## WHAT TO DO
Spot each line in the records below where the word "metal" occurs, then copy it.
───── INFORMATION ─────
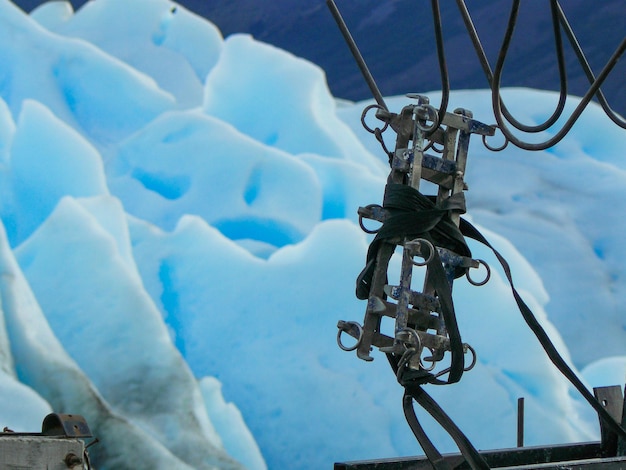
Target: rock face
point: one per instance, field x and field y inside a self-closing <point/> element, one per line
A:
<point x="397" y="41"/>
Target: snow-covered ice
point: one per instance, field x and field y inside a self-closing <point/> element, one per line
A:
<point x="179" y="238"/>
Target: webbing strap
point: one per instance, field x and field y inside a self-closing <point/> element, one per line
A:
<point x="470" y="231"/>
<point x="413" y="391"/>
<point x="411" y="214"/>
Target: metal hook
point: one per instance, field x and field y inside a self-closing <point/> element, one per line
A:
<point x="484" y="281"/>
<point x="366" y="230"/>
<point x="353" y="329"/>
<point x="431" y="114"/>
<point x="364" y="124"/>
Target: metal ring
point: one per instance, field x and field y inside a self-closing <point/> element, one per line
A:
<point x="433" y="115"/>
<point x="474" y="357"/>
<point x="433" y="362"/>
<point x="431" y="252"/>
<point x="484" y="281"/>
<point x="358" y="342"/>
<point x="365" y="126"/>
<point x="366" y="230"/>
<point x="496" y="149"/>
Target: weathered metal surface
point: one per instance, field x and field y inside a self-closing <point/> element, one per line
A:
<point x="614" y="402"/>
<point x="41" y="452"/>
<point x="65" y="425"/>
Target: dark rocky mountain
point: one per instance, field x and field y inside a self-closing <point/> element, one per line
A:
<point x="397" y="41"/>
─────
## COMPLETED TASK
Target: metal hook
Target: metal ring
Target: weathered metal surface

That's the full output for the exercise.